* [To be done]
Copy the records starting with the line containing "Each instance receives one point. Mark the green" and going on through the line containing "(200, 1074)". Keep every line unchanged, except raise each coordinate in the answers by 81.

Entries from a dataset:
________

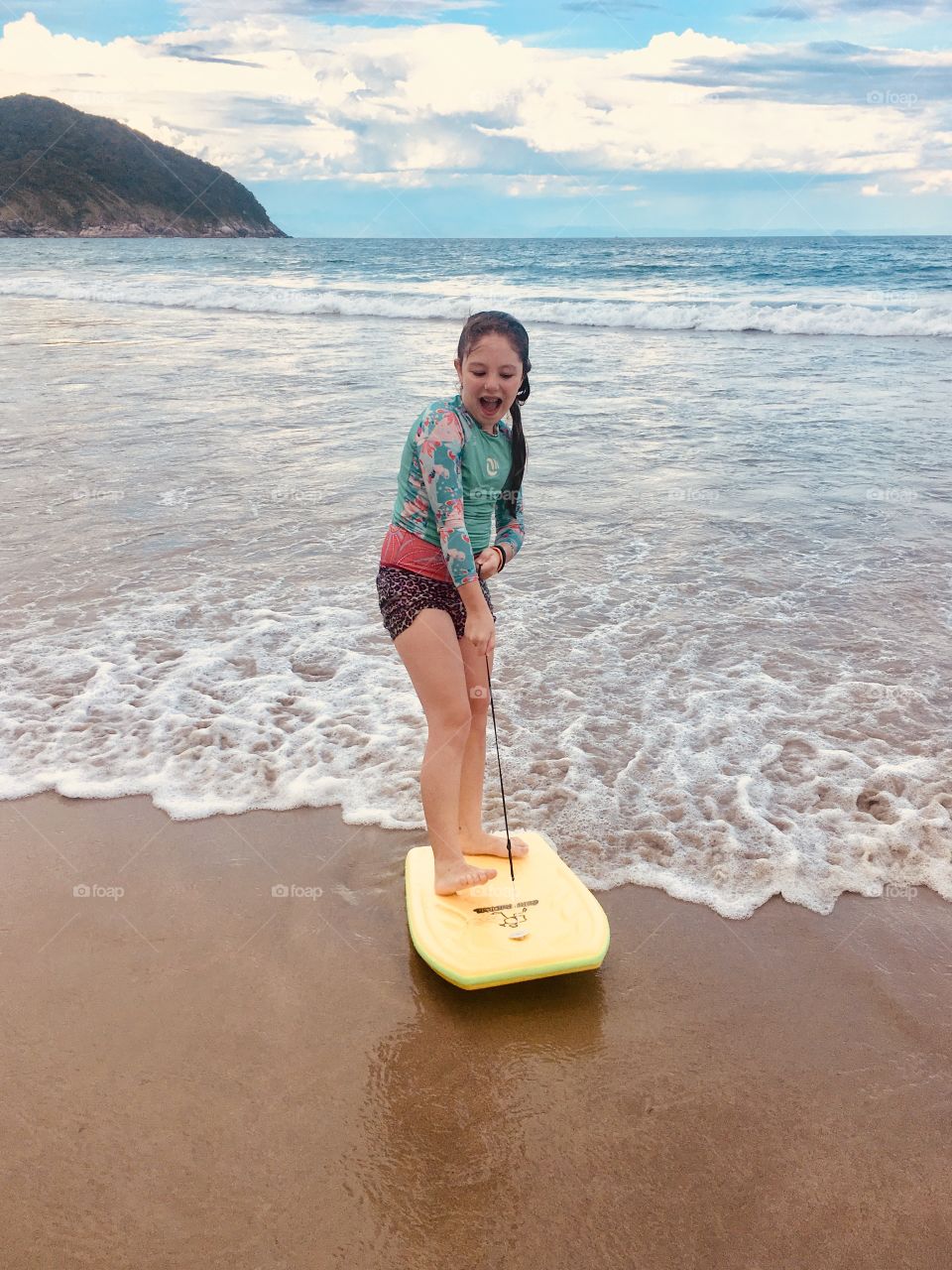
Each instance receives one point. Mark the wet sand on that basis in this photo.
(198, 1074)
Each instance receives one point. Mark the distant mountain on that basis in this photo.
(68, 175)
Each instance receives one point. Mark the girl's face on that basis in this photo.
(490, 376)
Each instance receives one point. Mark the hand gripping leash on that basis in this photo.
(516, 934)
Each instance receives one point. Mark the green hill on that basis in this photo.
(68, 175)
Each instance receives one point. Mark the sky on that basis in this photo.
(453, 118)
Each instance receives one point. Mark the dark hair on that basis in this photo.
(497, 322)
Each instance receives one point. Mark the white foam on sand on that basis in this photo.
(720, 775)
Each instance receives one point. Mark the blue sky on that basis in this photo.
(508, 119)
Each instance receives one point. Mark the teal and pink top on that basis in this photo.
(452, 474)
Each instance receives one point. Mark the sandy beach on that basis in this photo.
(200, 1074)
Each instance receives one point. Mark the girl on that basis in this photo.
(460, 463)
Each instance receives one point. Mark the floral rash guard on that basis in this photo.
(448, 493)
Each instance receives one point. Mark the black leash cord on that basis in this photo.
(506, 818)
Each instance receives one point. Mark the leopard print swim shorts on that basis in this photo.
(402, 595)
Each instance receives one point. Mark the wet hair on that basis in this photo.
(493, 321)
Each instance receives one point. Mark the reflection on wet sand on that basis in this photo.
(449, 1096)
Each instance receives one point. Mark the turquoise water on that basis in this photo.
(724, 653)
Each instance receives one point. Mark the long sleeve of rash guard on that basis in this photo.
(439, 440)
(511, 527)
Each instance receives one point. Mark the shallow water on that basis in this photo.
(724, 654)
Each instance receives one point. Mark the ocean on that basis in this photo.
(724, 659)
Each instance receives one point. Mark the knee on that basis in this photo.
(479, 705)
(451, 722)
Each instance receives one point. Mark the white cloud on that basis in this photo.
(412, 105)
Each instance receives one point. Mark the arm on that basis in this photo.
(511, 527)
(439, 441)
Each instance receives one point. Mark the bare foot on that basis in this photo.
(456, 874)
(493, 844)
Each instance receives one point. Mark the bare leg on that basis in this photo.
(472, 837)
(430, 653)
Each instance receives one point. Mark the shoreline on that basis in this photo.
(199, 1074)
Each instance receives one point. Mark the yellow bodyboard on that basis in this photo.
(467, 938)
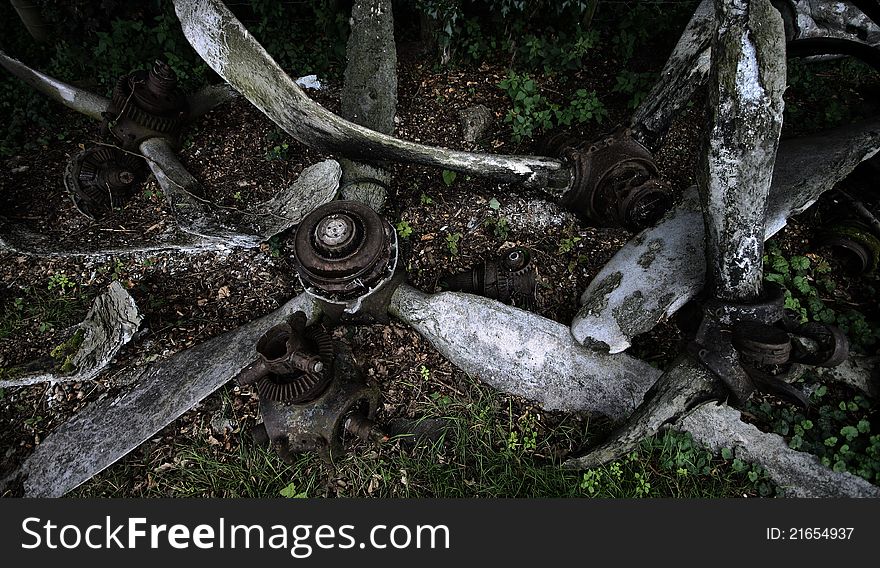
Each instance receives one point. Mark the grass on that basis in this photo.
(490, 450)
(42, 309)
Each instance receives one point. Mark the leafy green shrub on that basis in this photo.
(810, 293)
(840, 432)
(532, 112)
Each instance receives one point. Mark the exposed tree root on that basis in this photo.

________

* [The output]
Each instance receives one point. Mark the green hill on that basis in this photo.
(149, 256)
Each instance receives one point. Mark the sky on that basis in this photo.
(534, 199)
Each instance receives one point. Mark the dark hair on that basis in this photo.
(578, 403)
Each instance receives one point. Mark the white foam on sand on that basis in this photo.
(801, 856)
Each instance receives one point. Mark the blue sky on that basis in this photo.
(589, 200)
Each instance receives one point. Mark the teal and pink top on that basis in this photo.
(533, 555)
Each instance receives one point. Mark the sandy beach on that basis in this photo.
(281, 1155)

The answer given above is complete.